• [Dokumen Sumber]:
============================================================
Potensi Inharmonisasi, RUU Pertanahan Harus Ditunda

Sabtu, 03 Agustus 2019 - 16:45 WIB
Potensi Inharmonisasi, RUU Pertanahan Harus Ditunda
Potensi Inharmonisasi, RUU Pertanahan Harus Ditunda
A A A
JAKARTA - Rancangan Undang-undang (RUU) Pertanahan masih banyak hal yang perlu diperjelas, terutama dalam konteks/substansi dan potensi inharmonisasinya dengan banyak kebijakan perundangan lainnya. Belum lagi potensi "kegaduhan" yang mungkin timbul dari ketidakjelasan dalam taraf implementasi nantinya.

“Kami menilai saat ini ada kesan terburu-buru karena draft UU pertanahan yang ada terkesan mengabaikan semua hal di atas dan berpotensi menyebakan terjadinya inharmonisasi. Padahal kita tahu UU pertanahan ini akan bersinggungan langsung dengan banyak UU. Jadi sebaikanya ditunda saja pengesahannya,” ujar Dekan Fakultas Kehutanan Universitas Mulawarman, Dr. Rudianto Amirta menanggapi polemik RUU Pertanahan, Sabtu (3/8/2019).

Rudianto mengaku, sangat setuju bila RUU Pertanahan ditunda pengesahanya periode DPR saat ini. Sebagaimana yang telah disampaikan dirinya dan rekan-rekan pimpinan perguruan tinggi kehutanan (FOReTIKA) lainnya, pihaknya tidak setuju dan menyampaikan keberatan jika draft UU Pertanahan ini disahkan dalam waktu dekat.

Bahkan, FOReTIKA menyerukan agar DPR dapat menunda dan memberi waktu yang lebih panjang serta keterlibatan para pihak terkait, termasuk dari akademisi guna memberikan pandangan profesional akan berbagai hal yang akan diatur di dalam UU ini.

Menurut Rudianto, seharusnya hadirnya UU baru mempertimbangkan faktor harmonisasi dari semua elemen yang ada, sehinga dapat menjamin tidak terjadinya pertentangan (konflik); kontradiksi substansi (pertentangan dengan peraturan hukum lainnya); ketumpangtindihan dalam kewenangan/pelaksanaan; inkonsistensi (keteraturan azas); kesenjangan hukum; ketidaklayakan penerapan (incompatible).

Sejumlah aturan atau UU yang dinilai bertabrakan dengan RUU Pertanahan lanjut Rudianto, seperti UU Pemda, UU Perseroan, UU BUMN, UU lingkungan hidup, UU Kehutanan, UU yang mengatur kompetensi peradilan di indonesia, UU Pesisir dan juga aturan yang mengatur keberadaan masyarakat hukum adat serta UU terkait pidana.
============================================================
• [Daftar Catatan]:
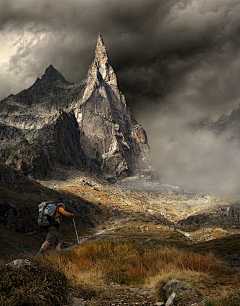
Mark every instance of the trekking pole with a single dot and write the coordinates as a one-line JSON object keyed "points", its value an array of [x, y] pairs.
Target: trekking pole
{"points": [[76, 230]]}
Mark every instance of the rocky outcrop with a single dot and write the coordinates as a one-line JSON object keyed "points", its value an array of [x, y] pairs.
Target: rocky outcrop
{"points": [[234, 211], [86, 125]]}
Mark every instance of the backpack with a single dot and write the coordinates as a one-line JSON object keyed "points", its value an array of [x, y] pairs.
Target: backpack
{"points": [[46, 210]]}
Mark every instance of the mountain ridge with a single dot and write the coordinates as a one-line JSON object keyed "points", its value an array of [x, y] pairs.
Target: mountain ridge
{"points": [[98, 130]]}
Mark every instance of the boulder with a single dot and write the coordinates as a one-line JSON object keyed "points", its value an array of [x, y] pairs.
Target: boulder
{"points": [[234, 211]]}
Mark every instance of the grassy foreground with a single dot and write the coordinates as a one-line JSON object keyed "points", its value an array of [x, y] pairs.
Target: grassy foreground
{"points": [[82, 270]]}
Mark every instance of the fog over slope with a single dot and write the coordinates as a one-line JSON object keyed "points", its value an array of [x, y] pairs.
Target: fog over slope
{"points": [[177, 63]]}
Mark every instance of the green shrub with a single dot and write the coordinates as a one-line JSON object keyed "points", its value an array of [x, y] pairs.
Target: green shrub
{"points": [[42, 286]]}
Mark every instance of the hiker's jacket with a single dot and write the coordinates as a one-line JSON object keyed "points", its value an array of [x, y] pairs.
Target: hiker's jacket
{"points": [[57, 217]]}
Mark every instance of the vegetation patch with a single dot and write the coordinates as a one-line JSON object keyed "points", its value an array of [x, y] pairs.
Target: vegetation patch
{"points": [[40, 285]]}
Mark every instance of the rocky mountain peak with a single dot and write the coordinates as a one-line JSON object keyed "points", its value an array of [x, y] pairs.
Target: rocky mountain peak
{"points": [[100, 71], [50, 76], [101, 55]]}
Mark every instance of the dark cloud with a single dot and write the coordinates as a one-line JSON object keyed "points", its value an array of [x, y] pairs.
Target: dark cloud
{"points": [[173, 58]]}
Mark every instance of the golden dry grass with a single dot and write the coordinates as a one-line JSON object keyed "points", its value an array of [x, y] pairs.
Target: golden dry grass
{"points": [[128, 263]]}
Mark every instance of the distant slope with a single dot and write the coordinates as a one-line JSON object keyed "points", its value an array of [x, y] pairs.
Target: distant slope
{"points": [[87, 125]]}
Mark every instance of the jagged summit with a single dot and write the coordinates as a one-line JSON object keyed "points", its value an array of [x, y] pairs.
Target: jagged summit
{"points": [[50, 76], [100, 71], [54, 124]]}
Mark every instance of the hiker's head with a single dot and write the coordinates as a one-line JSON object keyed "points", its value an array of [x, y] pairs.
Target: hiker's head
{"points": [[61, 205]]}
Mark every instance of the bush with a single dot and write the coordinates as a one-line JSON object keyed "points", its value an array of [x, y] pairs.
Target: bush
{"points": [[42, 286]]}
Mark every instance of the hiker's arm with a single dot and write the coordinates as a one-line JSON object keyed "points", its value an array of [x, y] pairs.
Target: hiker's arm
{"points": [[65, 213]]}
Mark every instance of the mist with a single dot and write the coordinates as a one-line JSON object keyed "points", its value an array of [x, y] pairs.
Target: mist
{"points": [[177, 63]]}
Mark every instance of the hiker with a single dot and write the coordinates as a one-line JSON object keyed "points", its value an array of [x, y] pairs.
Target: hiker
{"points": [[52, 233]]}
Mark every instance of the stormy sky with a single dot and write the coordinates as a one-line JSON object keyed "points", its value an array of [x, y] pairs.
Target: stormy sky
{"points": [[177, 62]]}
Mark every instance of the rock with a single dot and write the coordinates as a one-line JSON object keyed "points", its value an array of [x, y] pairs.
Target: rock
{"points": [[171, 299], [179, 288], [54, 123], [234, 211]]}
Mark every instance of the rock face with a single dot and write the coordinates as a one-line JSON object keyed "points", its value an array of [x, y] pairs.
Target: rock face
{"points": [[234, 211], [88, 125]]}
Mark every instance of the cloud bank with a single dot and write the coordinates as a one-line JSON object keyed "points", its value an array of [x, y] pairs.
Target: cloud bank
{"points": [[177, 62]]}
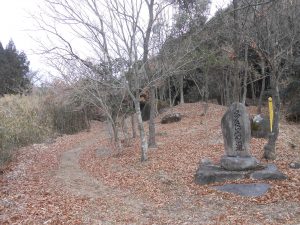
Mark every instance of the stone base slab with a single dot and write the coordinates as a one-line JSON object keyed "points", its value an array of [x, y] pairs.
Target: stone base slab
{"points": [[209, 173], [239, 163]]}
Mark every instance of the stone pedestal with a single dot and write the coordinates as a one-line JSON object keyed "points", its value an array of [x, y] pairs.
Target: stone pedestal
{"points": [[239, 163]]}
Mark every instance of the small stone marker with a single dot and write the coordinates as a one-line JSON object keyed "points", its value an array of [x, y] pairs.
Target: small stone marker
{"points": [[271, 172], [236, 131], [237, 163], [248, 190]]}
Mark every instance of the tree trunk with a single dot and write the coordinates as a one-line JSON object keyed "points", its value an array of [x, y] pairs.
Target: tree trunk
{"points": [[116, 135], [133, 126], [144, 144], [270, 147], [152, 143], [170, 92], [262, 87], [236, 83], [245, 76], [252, 90], [181, 89]]}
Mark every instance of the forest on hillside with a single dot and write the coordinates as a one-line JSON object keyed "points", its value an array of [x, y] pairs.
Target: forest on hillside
{"points": [[119, 59], [157, 113]]}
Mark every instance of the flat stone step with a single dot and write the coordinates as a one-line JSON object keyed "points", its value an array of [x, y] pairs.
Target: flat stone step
{"points": [[248, 190]]}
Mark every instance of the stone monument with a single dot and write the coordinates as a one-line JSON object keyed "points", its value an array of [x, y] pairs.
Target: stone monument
{"points": [[236, 131], [237, 163]]}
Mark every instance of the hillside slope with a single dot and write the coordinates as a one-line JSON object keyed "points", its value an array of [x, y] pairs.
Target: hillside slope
{"points": [[80, 179]]}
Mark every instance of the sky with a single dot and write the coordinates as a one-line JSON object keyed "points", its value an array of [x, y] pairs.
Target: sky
{"points": [[15, 24]]}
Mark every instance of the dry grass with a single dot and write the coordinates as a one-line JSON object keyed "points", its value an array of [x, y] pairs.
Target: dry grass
{"points": [[23, 121]]}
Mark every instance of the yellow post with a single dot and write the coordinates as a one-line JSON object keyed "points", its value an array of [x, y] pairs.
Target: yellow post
{"points": [[271, 113]]}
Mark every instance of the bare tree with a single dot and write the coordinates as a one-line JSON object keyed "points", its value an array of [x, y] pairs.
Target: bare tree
{"points": [[106, 31]]}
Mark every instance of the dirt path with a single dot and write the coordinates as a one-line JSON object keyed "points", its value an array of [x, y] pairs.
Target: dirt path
{"points": [[123, 203], [80, 183]]}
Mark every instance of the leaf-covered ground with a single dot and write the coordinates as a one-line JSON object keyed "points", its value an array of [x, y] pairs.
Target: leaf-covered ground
{"points": [[81, 179]]}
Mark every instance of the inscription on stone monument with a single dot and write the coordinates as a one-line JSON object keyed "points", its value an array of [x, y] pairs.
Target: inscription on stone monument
{"points": [[237, 131]]}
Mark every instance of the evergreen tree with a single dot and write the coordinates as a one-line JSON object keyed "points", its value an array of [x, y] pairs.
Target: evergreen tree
{"points": [[14, 67]]}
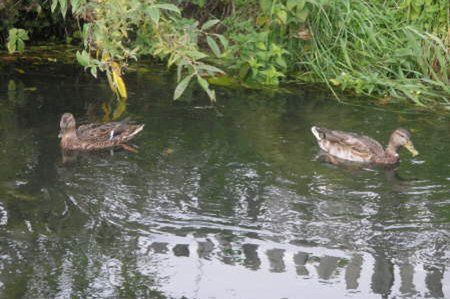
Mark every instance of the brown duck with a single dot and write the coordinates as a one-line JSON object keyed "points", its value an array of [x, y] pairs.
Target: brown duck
{"points": [[360, 148], [95, 136]]}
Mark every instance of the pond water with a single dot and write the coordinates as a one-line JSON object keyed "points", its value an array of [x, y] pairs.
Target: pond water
{"points": [[217, 203]]}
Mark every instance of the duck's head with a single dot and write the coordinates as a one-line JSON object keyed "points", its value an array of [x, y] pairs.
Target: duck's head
{"points": [[402, 137], [67, 124]]}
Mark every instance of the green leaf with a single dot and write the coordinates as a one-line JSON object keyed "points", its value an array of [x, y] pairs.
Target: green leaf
{"points": [[22, 34], [195, 54], [94, 71], [205, 85], [209, 24], [168, 6], [303, 14], [83, 58], [222, 40], [282, 16], [63, 7], [210, 68], [180, 67], [181, 87], [213, 45], [266, 5], [290, 4], [11, 45], [54, 4], [153, 12], [20, 45]]}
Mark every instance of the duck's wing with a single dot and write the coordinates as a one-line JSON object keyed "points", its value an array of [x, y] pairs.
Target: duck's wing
{"points": [[100, 132], [357, 143]]}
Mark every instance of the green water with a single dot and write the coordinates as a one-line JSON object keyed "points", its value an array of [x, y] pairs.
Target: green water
{"points": [[218, 203]]}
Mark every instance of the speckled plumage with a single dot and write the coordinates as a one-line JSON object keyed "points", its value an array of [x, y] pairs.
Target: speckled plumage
{"points": [[94, 136], [360, 148]]}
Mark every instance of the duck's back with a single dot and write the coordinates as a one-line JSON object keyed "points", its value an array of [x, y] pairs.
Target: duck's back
{"points": [[347, 145]]}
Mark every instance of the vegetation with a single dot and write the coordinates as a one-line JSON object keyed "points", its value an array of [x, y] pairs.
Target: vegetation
{"points": [[389, 50]]}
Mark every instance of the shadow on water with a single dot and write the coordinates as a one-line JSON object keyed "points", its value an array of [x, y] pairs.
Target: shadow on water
{"points": [[227, 203]]}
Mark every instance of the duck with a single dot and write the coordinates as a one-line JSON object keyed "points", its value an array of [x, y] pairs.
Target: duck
{"points": [[360, 148], [95, 136]]}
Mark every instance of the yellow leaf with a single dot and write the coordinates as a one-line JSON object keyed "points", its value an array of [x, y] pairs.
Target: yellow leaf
{"points": [[118, 81]]}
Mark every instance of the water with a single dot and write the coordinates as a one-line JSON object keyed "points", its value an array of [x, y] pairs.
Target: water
{"points": [[217, 203]]}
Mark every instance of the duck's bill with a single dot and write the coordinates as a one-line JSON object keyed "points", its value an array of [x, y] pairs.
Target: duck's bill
{"points": [[410, 147]]}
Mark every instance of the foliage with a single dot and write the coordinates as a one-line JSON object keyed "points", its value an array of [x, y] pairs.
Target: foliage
{"points": [[389, 49], [124, 30], [16, 40]]}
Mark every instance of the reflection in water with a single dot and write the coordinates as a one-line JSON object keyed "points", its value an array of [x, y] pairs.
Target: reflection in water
{"points": [[214, 206]]}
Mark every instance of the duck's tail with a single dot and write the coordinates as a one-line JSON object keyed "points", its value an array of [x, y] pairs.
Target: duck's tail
{"points": [[137, 130]]}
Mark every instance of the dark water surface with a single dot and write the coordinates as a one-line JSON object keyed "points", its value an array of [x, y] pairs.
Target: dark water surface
{"points": [[227, 203]]}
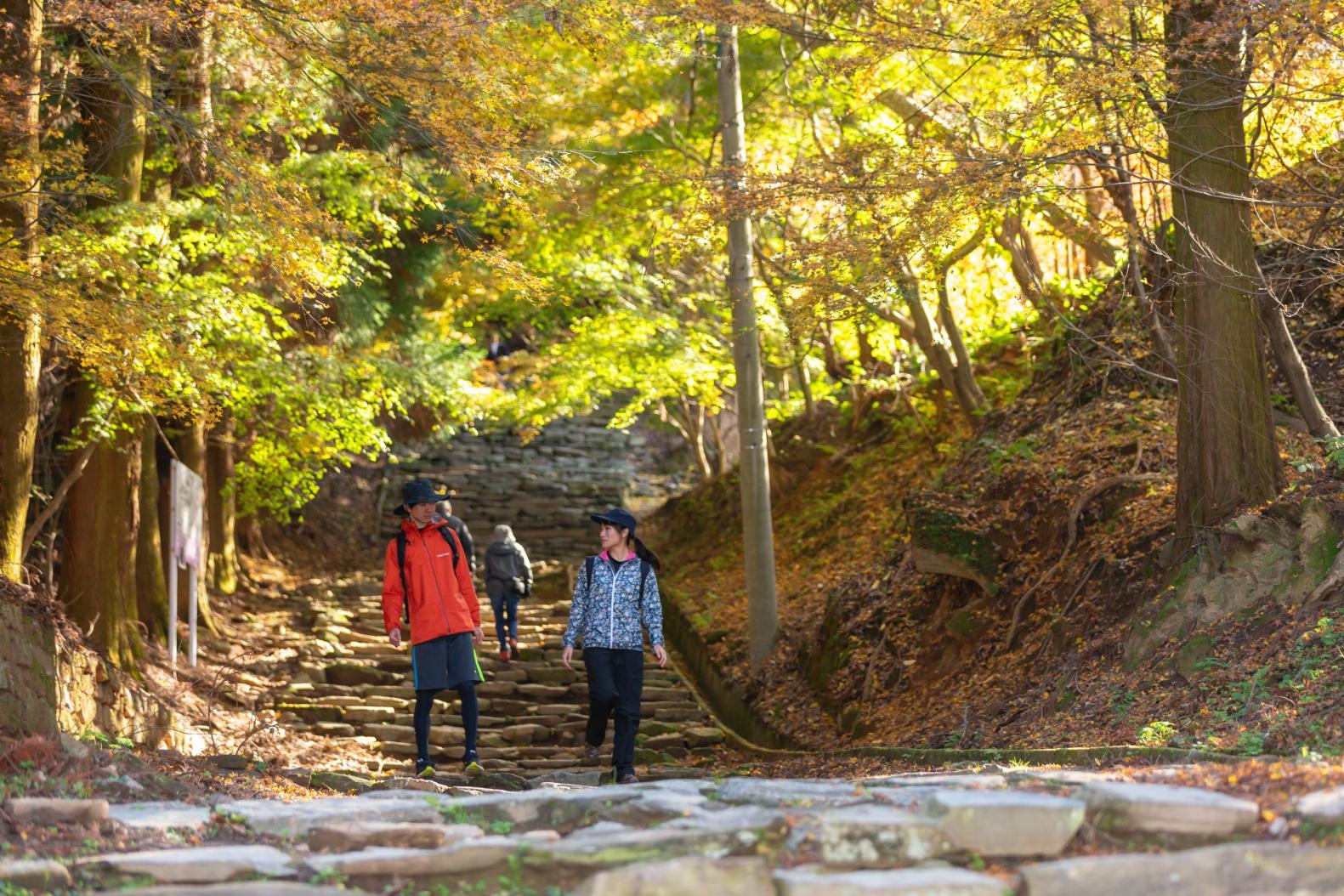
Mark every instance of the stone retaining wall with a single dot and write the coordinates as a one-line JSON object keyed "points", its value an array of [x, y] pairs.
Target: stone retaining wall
{"points": [[50, 685], [545, 488]]}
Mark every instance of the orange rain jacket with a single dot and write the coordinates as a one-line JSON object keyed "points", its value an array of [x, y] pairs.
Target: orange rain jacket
{"points": [[442, 599]]}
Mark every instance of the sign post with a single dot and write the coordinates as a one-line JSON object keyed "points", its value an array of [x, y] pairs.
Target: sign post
{"points": [[185, 534]]}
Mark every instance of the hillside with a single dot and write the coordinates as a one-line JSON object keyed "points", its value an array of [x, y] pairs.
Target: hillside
{"points": [[1066, 495]]}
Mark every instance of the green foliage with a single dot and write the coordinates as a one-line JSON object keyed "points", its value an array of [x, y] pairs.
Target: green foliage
{"points": [[1158, 734]]}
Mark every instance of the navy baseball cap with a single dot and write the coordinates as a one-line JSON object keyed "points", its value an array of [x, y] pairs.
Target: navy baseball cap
{"points": [[617, 518]]}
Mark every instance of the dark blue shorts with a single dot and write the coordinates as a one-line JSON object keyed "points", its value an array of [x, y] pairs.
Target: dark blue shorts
{"points": [[445, 662]]}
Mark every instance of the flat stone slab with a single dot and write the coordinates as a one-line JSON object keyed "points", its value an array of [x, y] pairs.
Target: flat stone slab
{"points": [[909, 882], [160, 815], [390, 861], [242, 888], [362, 835], [878, 836], [719, 835], [298, 819], [1165, 809], [777, 791], [1004, 822], [199, 864], [534, 809], [686, 876], [1323, 806], [46, 810], [34, 873], [1228, 870]]}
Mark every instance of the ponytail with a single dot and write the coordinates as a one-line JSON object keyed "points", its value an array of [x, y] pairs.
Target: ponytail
{"points": [[644, 553]]}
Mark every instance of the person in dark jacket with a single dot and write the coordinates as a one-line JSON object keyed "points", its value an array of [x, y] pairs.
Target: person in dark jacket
{"points": [[508, 578], [444, 511], [425, 572], [615, 598]]}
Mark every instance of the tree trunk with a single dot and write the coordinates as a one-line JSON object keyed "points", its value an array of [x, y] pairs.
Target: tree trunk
{"points": [[1226, 451], [192, 95], [101, 532], [20, 333], [150, 583], [757, 530], [1318, 423], [192, 453], [222, 563]]}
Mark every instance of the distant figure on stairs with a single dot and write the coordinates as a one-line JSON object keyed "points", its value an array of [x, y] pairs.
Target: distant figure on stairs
{"points": [[615, 597], [426, 574], [508, 579], [444, 511]]}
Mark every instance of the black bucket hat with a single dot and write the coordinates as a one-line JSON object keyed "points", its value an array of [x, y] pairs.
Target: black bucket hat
{"points": [[617, 518], [418, 492]]}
============================================================
• [Petunjuk Anda]:
Ulangi tanpa mengubah apa pun bagian artikel tentang RUU Pertanahan yang dimulai pada kata-kata yang memuat "Bahkan, FOReTIKA menyerukan" dan berakhir setelah "dalam UU ini.". Catatan-catatan ini tidak berhubungan dengan artikel tentang RUU Pertanahan.

• [Hasil Tugas Ini]:
Bahkan, FOReTIKA menyerukan agar DPR dapat menunda dan memberi waktu yang lebih panjang serta keterlibatan para pihak terkait, termasuk dari akademisi guna memberikan pandangan profesional akan berbagai hal yang akan diatur di dalam UU ini.